» **Records to process**:
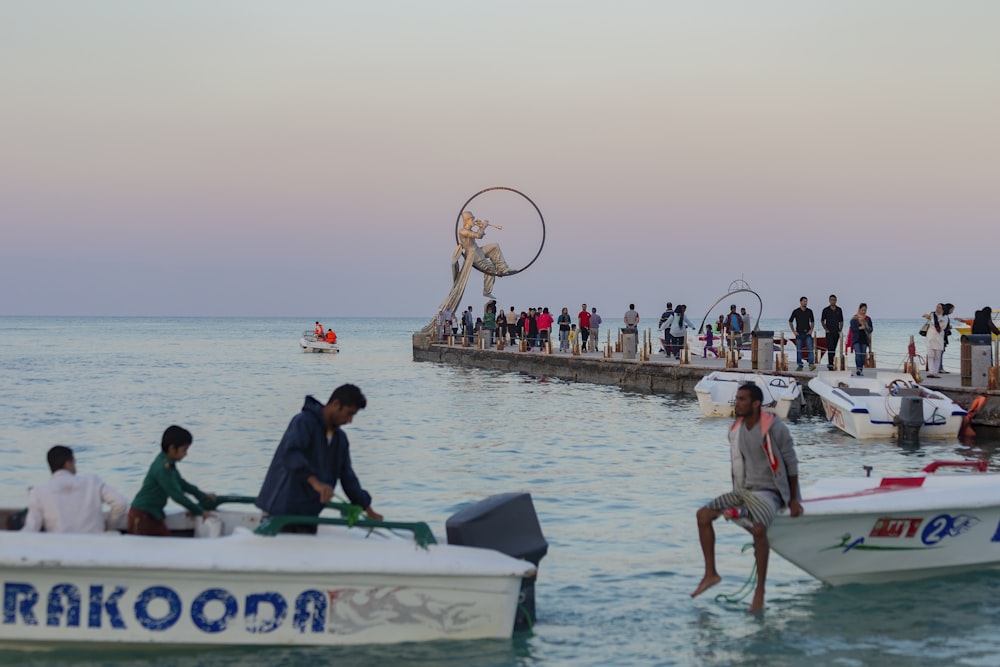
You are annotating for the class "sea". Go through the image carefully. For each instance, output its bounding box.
[0,317,1000,667]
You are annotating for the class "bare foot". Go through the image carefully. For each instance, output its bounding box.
[691,574,722,598]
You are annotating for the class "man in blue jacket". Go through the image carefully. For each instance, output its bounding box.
[257,384,382,533]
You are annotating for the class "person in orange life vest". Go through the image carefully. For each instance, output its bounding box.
[691,382,802,612]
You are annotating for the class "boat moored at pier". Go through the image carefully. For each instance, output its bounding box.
[0,494,547,645]
[767,461,1000,585]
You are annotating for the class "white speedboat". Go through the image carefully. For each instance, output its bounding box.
[299,331,340,353]
[809,371,966,438]
[0,494,547,645]
[760,461,1000,585]
[694,371,802,419]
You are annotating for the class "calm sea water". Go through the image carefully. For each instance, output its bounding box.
[0,318,1000,667]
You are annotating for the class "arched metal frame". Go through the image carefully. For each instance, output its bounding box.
[455,185,545,277]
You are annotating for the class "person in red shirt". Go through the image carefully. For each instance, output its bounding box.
[535,308,554,349]
[576,304,590,352]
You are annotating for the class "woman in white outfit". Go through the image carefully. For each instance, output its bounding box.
[924,303,949,378]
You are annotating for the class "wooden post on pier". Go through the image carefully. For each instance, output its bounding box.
[903,336,923,382]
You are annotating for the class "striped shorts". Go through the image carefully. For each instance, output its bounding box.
[705,489,781,526]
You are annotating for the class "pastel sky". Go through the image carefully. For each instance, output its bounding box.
[0,0,1000,322]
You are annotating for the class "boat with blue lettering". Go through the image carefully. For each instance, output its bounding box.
[756,460,1000,585]
[694,371,802,419]
[0,493,548,646]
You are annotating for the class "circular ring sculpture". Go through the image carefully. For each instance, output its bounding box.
[698,280,764,333]
[455,185,545,277]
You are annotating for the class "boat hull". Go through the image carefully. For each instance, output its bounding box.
[694,371,802,419]
[299,336,340,354]
[0,516,535,645]
[768,474,1000,585]
[809,371,967,439]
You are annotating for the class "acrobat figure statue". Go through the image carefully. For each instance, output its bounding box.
[451,211,508,299]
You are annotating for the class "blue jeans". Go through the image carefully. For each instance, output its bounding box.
[854,343,868,371]
[795,334,815,366]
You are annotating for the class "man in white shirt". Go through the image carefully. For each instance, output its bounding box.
[21,445,128,533]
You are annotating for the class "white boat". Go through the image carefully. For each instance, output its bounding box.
[0,494,547,645]
[299,331,340,353]
[760,461,1000,585]
[694,371,802,419]
[809,371,966,438]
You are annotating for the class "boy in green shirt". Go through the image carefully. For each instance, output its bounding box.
[128,426,215,537]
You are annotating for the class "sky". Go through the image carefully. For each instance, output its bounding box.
[0,0,1000,322]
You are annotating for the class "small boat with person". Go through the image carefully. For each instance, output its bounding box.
[299,331,340,354]
[0,493,548,646]
[760,460,1000,585]
[809,370,967,439]
[694,371,802,419]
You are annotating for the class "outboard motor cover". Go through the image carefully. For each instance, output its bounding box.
[445,493,549,630]
[897,396,924,441]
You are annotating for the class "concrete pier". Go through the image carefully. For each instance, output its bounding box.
[413,333,1000,428]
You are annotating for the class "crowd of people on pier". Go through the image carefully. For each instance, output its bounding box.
[19,384,382,537]
[435,299,603,352]
[435,294,998,370]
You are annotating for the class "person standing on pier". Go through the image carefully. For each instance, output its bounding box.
[556,306,573,352]
[819,294,844,371]
[576,304,590,352]
[656,301,674,357]
[924,303,951,378]
[788,297,816,371]
[622,303,639,333]
[535,306,553,351]
[691,382,802,612]
[851,303,875,375]
[462,306,475,345]
[590,306,604,352]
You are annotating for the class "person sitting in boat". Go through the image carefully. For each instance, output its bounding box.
[128,426,215,537]
[691,382,802,612]
[21,445,128,533]
[257,384,382,534]
[969,306,1000,336]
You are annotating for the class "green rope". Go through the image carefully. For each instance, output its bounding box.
[715,542,757,604]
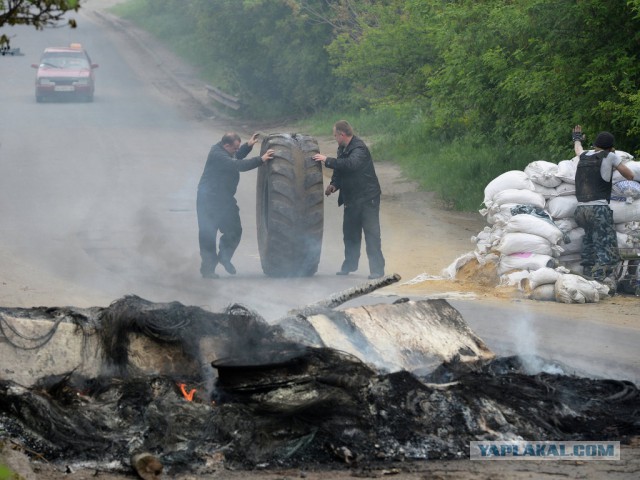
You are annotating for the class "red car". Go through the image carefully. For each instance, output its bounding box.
[31,43,98,102]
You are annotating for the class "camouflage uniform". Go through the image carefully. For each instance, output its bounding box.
[574,205,620,281]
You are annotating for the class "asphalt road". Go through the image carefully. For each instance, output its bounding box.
[0,14,356,318]
[0,5,640,383]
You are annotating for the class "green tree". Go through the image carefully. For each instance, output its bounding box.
[0,0,80,48]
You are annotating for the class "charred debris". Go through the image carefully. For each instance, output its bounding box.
[0,278,640,478]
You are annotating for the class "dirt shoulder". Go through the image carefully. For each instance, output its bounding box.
[0,0,640,480]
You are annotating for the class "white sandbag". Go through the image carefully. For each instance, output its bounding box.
[609,200,640,223]
[480,203,518,225]
[498,253,556,275]
[525,267,562,290]
[533,183,558,199]
[498,270,529,289]
[611,161,640,183]
[556,182,576,196]
[496,232,553,255]
[529,283,556,302]
[504,213,562,245]
[616,232,640,248]
[558,255,584,275]
[546,195,578,220]
[614,222,640,235]
[555,273,609,303]
[483,170,533,207]
[556,156,578,184]
[471,225,504,254]
[616,150,633,163]
[524,160,562,187]
[553,217,578,233]
[611,180,640,203]
[562,227,584,256]
[492,188,545,208]
[440,252,476,280]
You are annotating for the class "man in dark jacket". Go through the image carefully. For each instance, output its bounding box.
[573,125,634,286]
[313,120,384,279]
[196,132,274,278]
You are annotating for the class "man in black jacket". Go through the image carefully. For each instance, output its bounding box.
[196,132,274,278]
[572,125,634,293]
[313,120,384,279]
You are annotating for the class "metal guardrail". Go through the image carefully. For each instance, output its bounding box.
[0,47,24,57]
[205,85,242,110]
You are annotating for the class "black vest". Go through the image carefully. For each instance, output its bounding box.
[576,150,613,203]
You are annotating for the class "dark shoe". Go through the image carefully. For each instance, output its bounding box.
[219,260,236,275]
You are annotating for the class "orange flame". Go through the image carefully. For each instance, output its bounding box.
[178,383,196,402]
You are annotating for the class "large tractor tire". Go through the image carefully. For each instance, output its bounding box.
[256,133,324,277]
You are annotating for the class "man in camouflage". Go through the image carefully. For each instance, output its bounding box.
[573,125,634,286]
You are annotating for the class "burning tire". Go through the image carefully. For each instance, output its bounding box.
[256,133,324,277]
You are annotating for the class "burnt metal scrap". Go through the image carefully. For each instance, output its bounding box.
[0,288,640,478]
[0,347,640,473]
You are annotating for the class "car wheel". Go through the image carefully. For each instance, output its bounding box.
[256,134,324,277]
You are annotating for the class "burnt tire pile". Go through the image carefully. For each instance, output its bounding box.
[256,133,324,277]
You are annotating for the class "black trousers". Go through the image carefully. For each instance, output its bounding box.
[196,190,242,274]
[342,196,384,274]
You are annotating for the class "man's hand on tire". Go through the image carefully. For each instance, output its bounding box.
[260,148,276,162]
[571,125,587,143]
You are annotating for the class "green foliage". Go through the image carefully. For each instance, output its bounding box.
[0,0,80,49]
[111,0,640,209]
[116,0,341,118]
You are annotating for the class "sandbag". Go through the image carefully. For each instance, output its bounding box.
[533,183,558,199]
[614,222,640,235]
[522,267,564,290]
[440,252,476,280]
[496,232,553,255]
[555,273,609,303]
[546,196,578,220]
[562,227,584,255]
[498,253,556,275]
[504,214,562,245]
[529,283,556,302]
[611,161,640,183]
[480,203,518,225]
[553,217,578,233]
[609,201,640,223]
[556,182,576,197]
[492,188,545,208]
[483,170,533,207]
[611,180,640,203]
[524,160,562,187]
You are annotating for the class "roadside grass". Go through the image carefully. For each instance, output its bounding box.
[110,0,549,211]
[301,106,548,211]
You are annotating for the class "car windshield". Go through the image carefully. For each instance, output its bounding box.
[40,52,89,69]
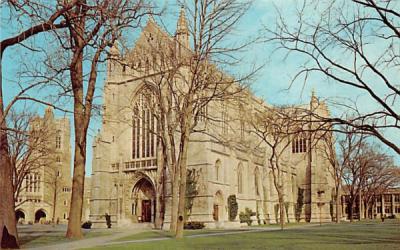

» **Task**: In the stretch from the beginning of the data through the line that contains "[691,574,722,598]", switch "class" to "category" and write those lines out again with nothing else changed. Leave the pictures out.

» **Worked solution**:
You are annotating for the category "sea". Go through the image carefully. For each instance, output its bounding box.
[0,317,1000,667]
You are annotating for the category "bare foot". Go through the image carefully. For each instance, output its bounding box.
[691,574,722,598]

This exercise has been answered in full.